GEGEVEN INFORMATIE -

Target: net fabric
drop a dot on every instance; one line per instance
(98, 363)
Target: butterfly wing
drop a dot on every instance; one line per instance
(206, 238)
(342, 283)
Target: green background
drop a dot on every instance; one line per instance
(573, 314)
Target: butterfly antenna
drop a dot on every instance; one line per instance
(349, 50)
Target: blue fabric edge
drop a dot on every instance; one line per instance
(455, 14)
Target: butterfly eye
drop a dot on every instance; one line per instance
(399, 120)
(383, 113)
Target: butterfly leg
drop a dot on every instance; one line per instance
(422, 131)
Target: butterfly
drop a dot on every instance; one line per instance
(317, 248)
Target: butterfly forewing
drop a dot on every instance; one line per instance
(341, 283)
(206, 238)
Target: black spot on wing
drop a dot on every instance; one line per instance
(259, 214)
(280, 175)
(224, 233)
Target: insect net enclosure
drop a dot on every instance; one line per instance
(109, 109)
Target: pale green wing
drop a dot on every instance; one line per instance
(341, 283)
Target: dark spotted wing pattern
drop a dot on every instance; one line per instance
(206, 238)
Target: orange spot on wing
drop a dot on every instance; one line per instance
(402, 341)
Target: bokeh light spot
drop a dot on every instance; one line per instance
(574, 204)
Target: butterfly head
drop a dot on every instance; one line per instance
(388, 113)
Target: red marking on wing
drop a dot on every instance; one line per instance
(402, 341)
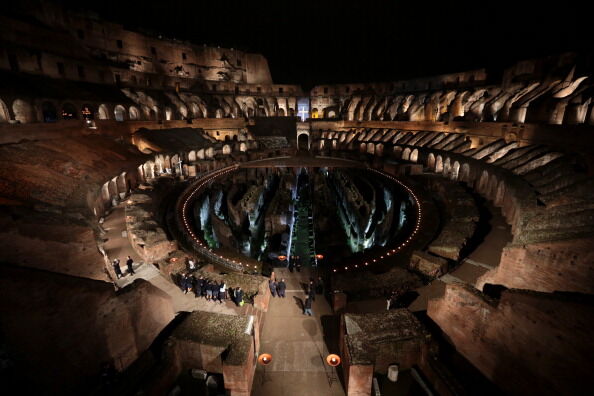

OPDRACHT -
Zet de regels van alle items hierboven om in een JSON-lijst van strings, met één string per regel en zonder lege regels. Laat de afbeeldingen daarbij weg.

ANTWOORD -
[
  "Target: net fabric",
  "drop a dot on every instance; one line per instance",
  "(98, 363)",
  "Target: butterfly wing",
  "drop a dot on every instance; one line per instance",
  "(206, 238)",
  "(342, 283)",
  "Target: green background",
  "drop a dot on every instance; one line per instance",
  "(573, 314)",
  "Target: butterfly antenna",
  "drop a dot on every instance; one line per instance",
  "(349, 50)",
  "Target: blue fabric edge",
  "drop a dot on every instance; one line per instance",
  "(455, 14)",
  "Target: butterfly eye",
  "drop a dot on every instance; one line per instance",
  "(399, 120)",
  "(383, 113)",
  "Target: butterfly leg",
  "drop a dot on every instance; one line per instance",
  "(422, 131)",
  "Target: butterfly",
  "drop a dot on every instance; one line per instance",
  "(317, 248)",
  "Target: butterfly forewing",
  "drop a dot on every instance; one line per instance",
  "(341, 283)",
  "(206, 238)",
  "Target: black spot on wing",
  "drop a dot on every instance; one line per instance",
  "(259, 214)",
  "(280, 175)",
  "(224, 233)",
  "Target: insect net enclosure",
  "drop a dot on every instance; one line per instance",
  "(109, 109)",
  "Target: pale green wing",
  "drop a dot on every instance; one line per instance",
  "(341, 283)",
  "Target: dark spotted wing pattern",
  "drop a dot on every instance; one line per instance",
  "(206, 238)",
  "Target: orange spot on wing",
  "drop a dot on every instance; one line per instance",
  "(402, 341)",
  "Target: bokeh light spot",
  "drop a dot on every instance; one line per instance",
  "(574, 204)",
  "Target: butterfly head",
  "drop a dot on every instance; one line per instance",
  "(388, 113)",
  "Target: red marking on wing",
  "drop a dot on every instance; one line per instance",
  "(402, 341)"
]